PASSAGE GIVEN =
The heating element 12 is operable to heat the main body 11A of the
steam generator 11 to generate steam. Moreover, heat is transferred
from the heated main body 11A to the ironing plate 13 via the
thermal bridge arrangement 14 such that the ironing plate 13 is
passively heated (i.e. the ironing plate 13 does not embed a
separate heating element). For example, the heating element 12 is a
resistance intended to be connected to an electrical power supply.
For example, the main body 11A of the steam generator 11 is a
plate.
The thermal bridge arrangement 14 forms an indirect thermal path
between the main body 11A and the ironing plate 13 to passively
heat the ironing plate 13 by conduction of heat from the main body
11A.
The thermal bridge arrangement 14 increases the cumulated length
(shown by the solid line L1 in FIG. 2) of the thermal path between
the main body 11A and the thermal coupling area 15 with the ironing
plate 13 since the heat flows in the first direction A along the
first portion 16 of the thermal bridge arrangement 14, and flows in
the second direction B along the second portion 17 of the thermal
bridge arrangement 14. The increased cumulated length L1 of the
path of heat transfer between the main body 11A and the ironing
plate 13 restricts the rate of heat transfer to the ironing plate
13 and thus limits the temperature of the ironing plate 13 compared
to the temperature of main body 11A. This is advantageous because
having a relatively high temperature of steam generator 11 allows
promoting the steam generation capability of the steam generator
11, and a having a lower temperature for the ironing plate 13 which
prevents damaging garments in contact with the ironing plate 13
during ironing.
Reducing the thermal coupling area of the thermal bridge
arrangement 14 increases the thermal resistance of the thermal
bridge arrangement 14 and thus reduces the rate of heat transfer
from the main body 11A to the ironing plate 13.
The steam iron 10 of the present invention allows reducing the rate
of heat transfer from the main body 11A to the ironing plate 13 by
increasing the cumulated length L1 of the thermal path between the
main body 11A and the ironing plate 13.
The main body 11A and the thermal bridge arrangement 14 may be
integrally formed and, for example, may be cast together. The main
body 11A and the thermal bridge arrangement 14 may be manufactured
from a metal, for example, aluminium or iron.
Preferably, as illustrated in FIG. 2, the first direction (A) of
the first portion 16 extends away from the ironing plate (13).
The first direction A and/or second direction B may be
perpendicular to the ironing surface of the ironing plate 13. Thus,
the first portion 16 and/or second portion 17 of the thermal bridge
arrangement 14 may extend substantially perpendicularly to the
ironing surface of the ironing plate 13, as illustrated in FIG.
2.

EXCERPTED RECORDS =
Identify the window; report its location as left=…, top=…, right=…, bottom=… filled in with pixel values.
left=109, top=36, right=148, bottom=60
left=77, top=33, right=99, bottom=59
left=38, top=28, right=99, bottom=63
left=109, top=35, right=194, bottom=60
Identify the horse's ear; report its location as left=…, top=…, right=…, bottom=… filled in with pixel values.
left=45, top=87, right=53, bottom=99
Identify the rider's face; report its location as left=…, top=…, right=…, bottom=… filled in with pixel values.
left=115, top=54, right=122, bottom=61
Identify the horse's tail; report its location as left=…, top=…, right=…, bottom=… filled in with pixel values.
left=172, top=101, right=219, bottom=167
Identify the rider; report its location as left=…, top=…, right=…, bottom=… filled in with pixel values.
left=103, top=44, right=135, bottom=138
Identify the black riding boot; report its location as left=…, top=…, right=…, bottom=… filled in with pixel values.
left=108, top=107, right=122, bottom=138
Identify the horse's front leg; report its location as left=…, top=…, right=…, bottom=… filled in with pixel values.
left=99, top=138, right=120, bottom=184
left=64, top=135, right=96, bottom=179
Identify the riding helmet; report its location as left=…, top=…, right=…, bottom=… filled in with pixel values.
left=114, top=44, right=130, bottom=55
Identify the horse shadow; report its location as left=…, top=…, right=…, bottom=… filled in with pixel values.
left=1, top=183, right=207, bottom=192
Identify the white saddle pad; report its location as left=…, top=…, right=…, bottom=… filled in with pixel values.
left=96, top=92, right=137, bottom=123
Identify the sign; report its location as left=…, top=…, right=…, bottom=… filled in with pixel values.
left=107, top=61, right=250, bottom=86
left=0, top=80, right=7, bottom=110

TASK TO COMPLETE = Duplicate part of the steam iron passage above word for word. Begin at "Reducing the thermal" and stop after "ironing plate (13).".

SOLUTION TO THIS EXERCISE =
Reducing the thermal coupling area of the thermal bridge
arrangement 14 increases the thermal resistance of the thermal
bridge arrangement 14 and thus reduces the rate of heat transfer
from the main body 11A to the ironing plate 13.
The steam iron 10 of the present invention allows reducing the rate
of heat transfer from the main body 11A to the ironing plate 13 by
increasing the cumulated length L1 of the thermal path between the
main body 11A and the ironing plate 13.
The main body 11A and the thermal bridge arrangement 14 may be
integrally formed and, for example, may be cast together. The main
body 11A and the thermal bridge arrangement 14 may be manufactured
from a metal, for example, aluminium or iron.
Preferably, as illustrated in FIG. 2, the first direction (A) of
the first portion 16 extends away from the ironing plate (13).